• **What is being asked**: The expected response is a copy of every line in the entries below that includes the word "face".

• **Data extracts**:

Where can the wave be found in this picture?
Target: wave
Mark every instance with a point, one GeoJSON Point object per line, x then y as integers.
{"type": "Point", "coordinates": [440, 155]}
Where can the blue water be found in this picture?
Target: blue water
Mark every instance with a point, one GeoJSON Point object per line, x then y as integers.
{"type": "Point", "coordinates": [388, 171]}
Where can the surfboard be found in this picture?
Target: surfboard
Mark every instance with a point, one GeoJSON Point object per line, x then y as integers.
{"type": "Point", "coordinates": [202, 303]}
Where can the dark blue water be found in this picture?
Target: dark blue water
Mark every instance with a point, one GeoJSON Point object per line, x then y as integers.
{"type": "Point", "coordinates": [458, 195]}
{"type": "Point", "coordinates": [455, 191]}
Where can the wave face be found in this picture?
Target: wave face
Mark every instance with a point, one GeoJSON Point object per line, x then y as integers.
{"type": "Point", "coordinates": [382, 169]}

==

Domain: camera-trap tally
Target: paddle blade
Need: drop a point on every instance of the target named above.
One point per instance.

• **Task solution**:
Where can the wave face be found in this picture?
Target: wave face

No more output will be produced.